Okuduğunu uygula ->
a. Ezgi Sahillioğlu'nu anlatan metne göre Sahillioğlu'na serebral palsi teşhisi kaç yaşında konuldu?
b. Ezgi Sahillioğlu'nu anlatan metni son cümlesinden sonra sürdürün.

───── Verilen metin ─────

1995 yılında, prematüre bir bebek olarak 1200 gram ağırlığında dünyaya gelen Ezgi Sahillioğlu’na, doğum esnasında beyninde hasar meydana geldiği anlaşılarak 2 yaşında serebral palsi (SP) teşhisi konuldu. Vücudun hareket ve duruşunda kalıcı bir bozukluğa yol açan hastalık nedeniyle 3 büyük ameliyat ve yıllar süren bir fizik tedavi gören Sahillioğlu, ailesinin büyük desteği sayesinde zorlukları birer birer aştığını anlattı.

───── Sağlanan veriler ─────

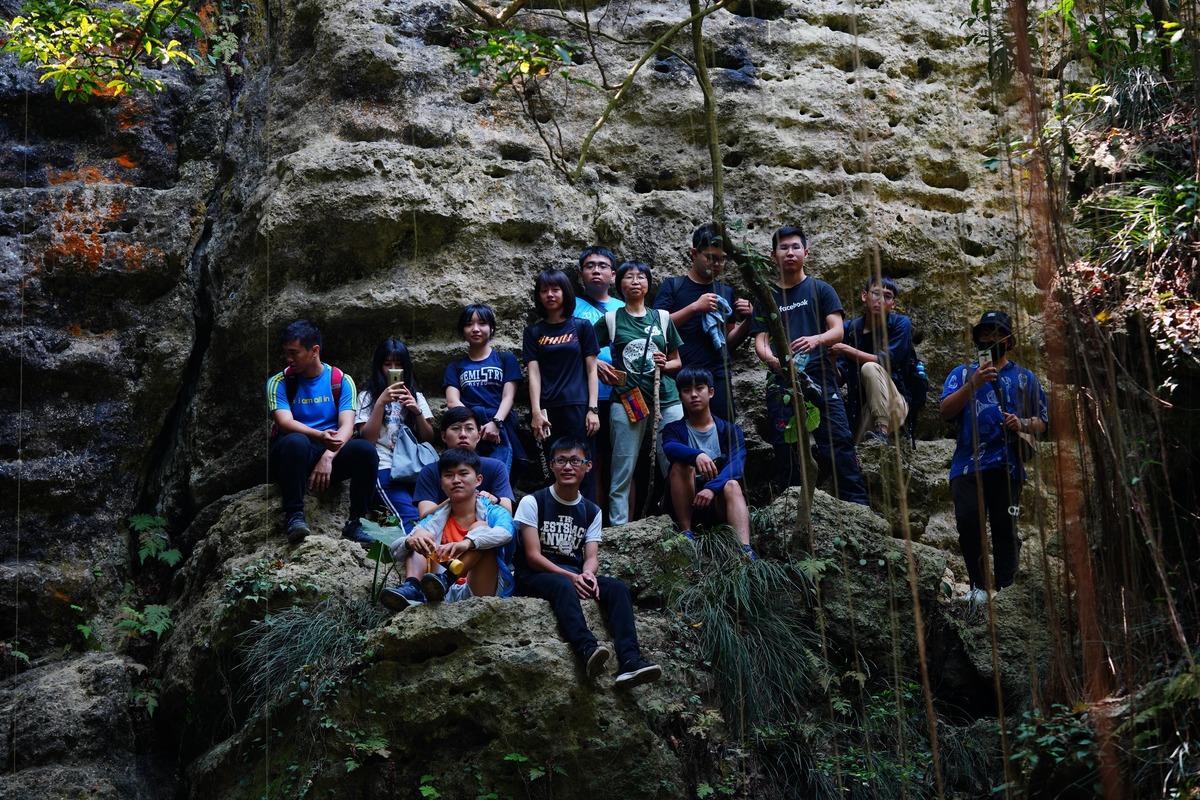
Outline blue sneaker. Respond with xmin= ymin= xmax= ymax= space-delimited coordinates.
xmin=421 ymin=572 xmax=446 ymax=603
xmin=379 ymin=581 xmax=425 ymax=612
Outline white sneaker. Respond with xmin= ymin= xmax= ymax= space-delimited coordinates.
xmin=967 ymin=587 xmax=988 ymax=608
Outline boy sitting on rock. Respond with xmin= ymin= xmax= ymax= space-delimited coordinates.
xmin=662 ymin=367 xmax=758 ymax=560
xmin=379 ymin=447 xmax=512 ymax=612
xmin=515 ymin=437 xmax=662 ymax=686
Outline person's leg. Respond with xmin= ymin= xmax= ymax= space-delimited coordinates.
xmin=268 ymin=433 xmax=325 ymax=513
xmin=329 ymin=439 xmax=379 ymax=519
xmin=596 ymin=575 xmax=642 ymax=666
xmin=950 ymin=473 xmax=986 ymax=589
xmin=710 ymin=371 xmax=738 ymax=422
xmin=458 ymin=549 xmax=500 ymax=597
xmin=376 ymin=469 xmax=418 ymax=533
xmin=608 ymin=403 xmax=646 ymax=525
xmin=983 ymin=469 xmax=1021 ymax=589
xmin=517 ymin=572 xmax=604 ymax=658
xmin=667 ymin=461 xmax=696 ymax=530
xmin=812 ymin=390 xmax=869 ymax=505
xmin=767 ymin=379 xmax=802 ymax=489
xmin=716 ymin=481 xmax=750 ymax=545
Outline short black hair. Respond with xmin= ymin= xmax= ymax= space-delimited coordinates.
xmin=533 ymin=270 xmax=575 ymax=319
xmin=676 ymin=367 xmax=713 ymax=389
xmin=550 ymin=434 xmax=592 ymax=461
xmin=580 ymin=245 xmax=617 ymax=267
xmin=691 ymin=222 xmax=725 ymax=249
xmin=280 ymin=319 xmax=324 ymax=350
xmin=438 ymin=447 xmax=484 ymax=475
xmin=458 ymin=302 xmax=496 ymax=336
xmin=439 ymin=405 xmax=487 ymax=433
xmin=613 ymin=261 xmax=654 ymax=300
xmin=770 ymin=225 xmax=809 ymax=249
xmin=863 ymin=275 xmax=900 ymax=297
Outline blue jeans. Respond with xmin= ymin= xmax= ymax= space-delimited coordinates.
xmin=608 ymin=401 xmax=683 ymax=525
xmin=767 ymin=380 xmax=868 ymax=505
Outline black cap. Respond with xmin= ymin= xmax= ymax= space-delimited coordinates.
xmin=971 ymin=311 xmax=1013 ymax=339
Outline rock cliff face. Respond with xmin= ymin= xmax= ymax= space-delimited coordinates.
xmin=0 ymin=0 xmax=1056 ymax=796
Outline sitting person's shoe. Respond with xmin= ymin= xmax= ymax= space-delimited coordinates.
xmin=283 ymin=511 xmax=312 ymax=545
xmin=342 ymin=519 xmax=374 ymax=545
xmin=379 ymin=579 xmax=425 ymax=612
xmin=421 ymin=572 xmax=446 ymax=603
xmin=584 ymin=644 xmax=612 ymax=678
xmin=617 ymin=658 xmax=662 ymax=688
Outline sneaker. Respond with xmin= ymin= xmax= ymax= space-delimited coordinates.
xmin=421 ymin=572 xmax=446 ymax=603
xmin=584 ymin=644 xmax=612 ymax=678
xmin=284 ymin=511 xmax=312 ymax=545
xmin=617 ymin=658 xmax=662 ymax=688
xmin=379 ymin=581 xmax=425 ymax=612
xmin=342 ymin=519 xmax=374 ymax=545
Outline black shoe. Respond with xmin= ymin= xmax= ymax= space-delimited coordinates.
xmin=379 ymin=581 xmax=425 ymax=612
xmin=284 ymin=511 xmax=312 ymax=545
xmin=583 ymin=644 xmax=612 ymax=678
xmin=617 ymin=658 xmax=662 ymax=688
xmin=421 ymin=572 xmax=446 ymax=603
xmin=342 ymin=519 xmax=374 ymax=546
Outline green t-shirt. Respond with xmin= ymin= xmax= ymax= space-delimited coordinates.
xmin=595 ymin=308 xmax=683 ymax=408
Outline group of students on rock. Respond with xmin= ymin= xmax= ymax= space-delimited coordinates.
xmin=266 ymin=224 xmax=1048 ymax=685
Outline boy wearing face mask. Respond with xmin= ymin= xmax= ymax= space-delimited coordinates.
xmin=938 ymin=311 xmax=1050 ymax=603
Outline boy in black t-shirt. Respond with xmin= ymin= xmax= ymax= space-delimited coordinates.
xmin=514 ymin=437 xmax=662 ymax=686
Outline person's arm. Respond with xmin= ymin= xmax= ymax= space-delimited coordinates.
xmin=937 ymin=363 xmax=996 ymax=422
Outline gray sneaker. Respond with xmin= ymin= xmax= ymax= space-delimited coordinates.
xmin=586 ymin=644 xmax=612 ymax=678
xmin=421 ymin=572 xmax=446 ymax=603
xmin=283 ymin=511 xmax=312 ymax=545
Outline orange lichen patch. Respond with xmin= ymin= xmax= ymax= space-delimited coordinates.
xmin=46 ymin=164 xmax=132 ymax=186
xmin=41 ymin=197 xmax=163 ymax=275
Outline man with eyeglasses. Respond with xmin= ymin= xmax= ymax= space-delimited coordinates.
xmin=654 ymin=222 xmax=752 ymax=422
xmin=750 ymin=225 xmax=868 ymax=505
xmin=413 ymin=405 xmax=515 ymax=519
xmin=829 ymin=276 xmax=912 ymax=444
xmin=514 ymin=437 xmax=662 ymax=687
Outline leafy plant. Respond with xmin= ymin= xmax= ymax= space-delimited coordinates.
xmin=116 ymin=604 xmax=174 ymax=640
xmin=2 ymin=0 xmax=200 ymax=102
xmin=130 ymin=513 xmax=184 ymax=566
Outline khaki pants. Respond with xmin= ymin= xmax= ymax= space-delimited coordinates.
xmin=854 ymin=363 xmax=908 ymax=441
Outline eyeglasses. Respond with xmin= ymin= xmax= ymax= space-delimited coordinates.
xmin=550 ymin=456 xmax=592 ymax=467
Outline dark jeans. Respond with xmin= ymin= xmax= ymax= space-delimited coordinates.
xmin=517 ymin=572 xmax=641 ymax=666
xmin=950 ymin=469 xmax=1021 ymax=589
xmin=767 ymin=380 xmax=868 ymax=505
xmin=541 ymin=405 xmax=596 ymax=503
xmin=266 ymin=433 xmax=379 ymax=519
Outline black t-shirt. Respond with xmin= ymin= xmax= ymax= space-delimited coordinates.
xmin=654 ymin=275 xmax=734 ymax=378
xmin=750 ymin=276 xmax=842 ymax=386
xmin=521 ymin=317 xmax=600 ymax=408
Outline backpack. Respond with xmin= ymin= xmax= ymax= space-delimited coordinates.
xmin=900 ymin=345 xmax=929 ymax=450
xmin=266 ymin=366 xmax=342 ymax=441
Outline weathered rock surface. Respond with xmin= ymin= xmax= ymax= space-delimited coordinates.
xmin=0 ymin=0 xmax=1060 ymax=798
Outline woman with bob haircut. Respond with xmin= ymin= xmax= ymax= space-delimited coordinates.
xmin=442 ymin=303 xmax=524 ymax=473
xmin=521 ymin=270 xmax=600 ymax=499
xmin=354 ymin=338 xmax=433 ymax=532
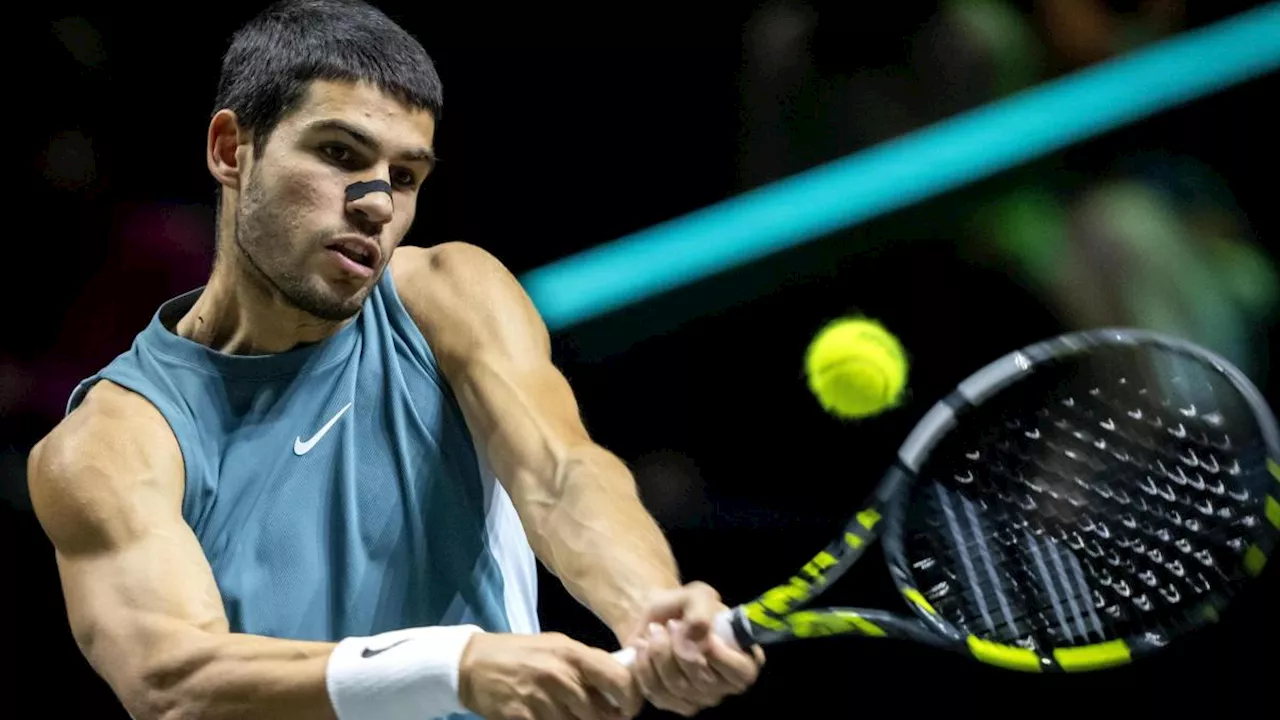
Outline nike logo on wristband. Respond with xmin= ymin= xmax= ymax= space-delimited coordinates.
xmin=360 ymin=638 xmax=408 ymax=657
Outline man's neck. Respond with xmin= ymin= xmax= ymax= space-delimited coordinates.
xmin=174 ymin=250 xmax=344 ymax=355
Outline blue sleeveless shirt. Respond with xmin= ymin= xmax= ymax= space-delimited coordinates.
xmin=67 ymin=272 xmax=538 ymax=642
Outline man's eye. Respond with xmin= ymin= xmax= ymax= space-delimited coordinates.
xmin=321 ymin=145 xmax=351 ymax=163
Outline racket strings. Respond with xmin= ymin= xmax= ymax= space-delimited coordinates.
xmin=905 ymin=348 xmax=1270 ymax=648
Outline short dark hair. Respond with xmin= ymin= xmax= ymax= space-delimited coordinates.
xmin=214 ymin=0 xmax=443 ymax=156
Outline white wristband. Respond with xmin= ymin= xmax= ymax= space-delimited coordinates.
xmin=325 ymin=625 xmax=483 ymax=720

─────

Alıştırma yanıtları ->
a. 2 yaşında.

b.
“İlk operasyonumu 5 yaşında ikinci operasyonumu ise 7 yaşında geçirdim. İkinci operasyonumda sağ bacağıma platin takıldı ve tam anlamıyla tekrar yürüyebilmek tam 1 yılımı aldı. İlkokulda çok anlayışlı arkadaşlarım oldu, hatta sırt çantamı yıllarca taşıyan bir arkadaşım bile vardı. Ancak ortaokula başladığımda tam bir hüsran yaşadım. Yürüyüşümden ötürü pek çok kişi tarafından dışlandım. Ancak bu zorlu dönemde kendime büyük bir söz verdim. Asla pes etmeyecektim ve okulda bulduğum tüm etkinliklere katılacaktım. Nitekim kendimi resim, satranç, şiir hatta tiyatro alanlarında denedim. Tüm alanlarda da kendimi göstermeyi başardım. 13 yaşında ilk kez katıldığım uluslararası bir çevre projesinden ekip olarak 1’incilik ödülü ile döndük. 14 yaşında bir şiir yarışmasında yine 1’incilik sevincini yaşadım. Lise dönemimde ise okulun müzik grubunda yer aldım."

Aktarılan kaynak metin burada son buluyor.